Position annotation records
═══
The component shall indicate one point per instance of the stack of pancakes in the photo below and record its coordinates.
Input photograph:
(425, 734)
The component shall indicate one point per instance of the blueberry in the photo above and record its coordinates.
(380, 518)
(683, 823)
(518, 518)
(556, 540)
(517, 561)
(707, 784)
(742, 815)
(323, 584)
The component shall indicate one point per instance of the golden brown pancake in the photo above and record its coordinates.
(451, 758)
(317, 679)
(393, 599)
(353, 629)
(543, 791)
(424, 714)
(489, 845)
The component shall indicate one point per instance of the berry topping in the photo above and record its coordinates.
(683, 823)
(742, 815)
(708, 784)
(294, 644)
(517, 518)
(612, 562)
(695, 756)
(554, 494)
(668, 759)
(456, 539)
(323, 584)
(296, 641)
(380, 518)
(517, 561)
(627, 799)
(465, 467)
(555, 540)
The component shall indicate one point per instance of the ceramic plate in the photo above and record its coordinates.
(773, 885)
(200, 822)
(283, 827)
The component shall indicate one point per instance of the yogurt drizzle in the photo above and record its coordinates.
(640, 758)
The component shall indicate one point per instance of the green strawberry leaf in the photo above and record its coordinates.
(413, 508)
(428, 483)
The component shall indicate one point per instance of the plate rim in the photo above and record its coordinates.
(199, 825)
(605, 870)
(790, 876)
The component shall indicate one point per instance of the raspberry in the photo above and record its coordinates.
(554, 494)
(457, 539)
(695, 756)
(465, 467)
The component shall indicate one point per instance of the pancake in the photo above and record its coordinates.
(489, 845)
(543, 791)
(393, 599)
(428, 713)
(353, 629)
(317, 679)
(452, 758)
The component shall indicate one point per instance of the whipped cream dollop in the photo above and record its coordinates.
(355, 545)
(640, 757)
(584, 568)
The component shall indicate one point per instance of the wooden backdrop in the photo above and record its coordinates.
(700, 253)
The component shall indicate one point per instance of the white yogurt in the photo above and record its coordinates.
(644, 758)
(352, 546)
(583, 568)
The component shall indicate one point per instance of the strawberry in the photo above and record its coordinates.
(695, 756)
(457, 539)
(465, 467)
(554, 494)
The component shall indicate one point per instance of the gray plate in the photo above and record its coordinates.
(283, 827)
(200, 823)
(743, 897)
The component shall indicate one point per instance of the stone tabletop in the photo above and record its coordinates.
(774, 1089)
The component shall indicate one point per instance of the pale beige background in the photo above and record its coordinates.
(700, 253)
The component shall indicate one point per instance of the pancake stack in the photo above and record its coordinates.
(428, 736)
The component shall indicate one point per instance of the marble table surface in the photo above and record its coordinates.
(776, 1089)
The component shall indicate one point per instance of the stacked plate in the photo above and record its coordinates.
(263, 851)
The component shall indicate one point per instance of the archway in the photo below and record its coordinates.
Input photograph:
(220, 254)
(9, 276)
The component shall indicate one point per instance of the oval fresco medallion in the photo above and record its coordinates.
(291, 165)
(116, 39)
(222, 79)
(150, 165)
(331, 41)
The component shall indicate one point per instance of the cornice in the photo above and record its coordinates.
═══
Starting with the line that contains "of the raspberry", print each line through the last one in the listing. Include both end lines and add nothing.

The component shall indicate one point per instance of the raspberry in the photo above and record its coordinates.
(554, 494)
(457, 539)
(695, 756)
(465, 467)
The component shall indicate one point per instance of the pancake in the photo above and record its coordinates.
(489, 845)
(543, 791)
(393, 599)
(428, 713)
(353, 629)
(317, 679)
(452, 758)
The component shall indicate one point per instance of the whipped cream dollop in the photo above and record its coordinates.
(355, 545)
(640, 757)
(584, 568)
The component shall indicate one point per instance of the wooden backdrop in the photo above and record its coordinates.
(700, 253)
The component shall indicate one point per instance of the white yogurt in the photo above and record its coordinates.
(644, 758)
(352, 546)
(583, 568)
The component shall indicate one point per instance of the strawberry in the photo above and record its coordinates.
(695, 756)
(457, 539)
(465, 467)
(554, 494)
The component shall indicate one point per instance of the gray plate in the photo above and record its coordinates.
(283, 827)
(200, 823)
(743, 897)
The component shall indicate one point per instance of the stone tabletop in the photo above and record its coordinates.
(774, 1089)
The component shall indicate one point per instance of the pale beige background in the photo above and record its coordinates.
(700, 253)
The component shall indicate one point per instance of the pancake stack in the photo above and record its coordinates.
(428, 736)
The component shall indicate one point per instance of the marble table surface in the photo above and record its coordinates.
(776, 1089)
The component shall indicate one point per instance of the stacked plate in the photo above and record its coordinates.
(263, 851)
The component shall indicate one point per instance of the archway in the photo below and record its coordinates.
Input photograph:
(220, 254)
(9, 276)
The component shall indicate one point per instance of the oval fresco medallion in the photo above and record its coordinates.
(291, 165)
(116, 39)
(222, 79)
(150, 165)
(331, 41)
The component shall indicate one point per instance of the cornice in the photo above and record its coordinates.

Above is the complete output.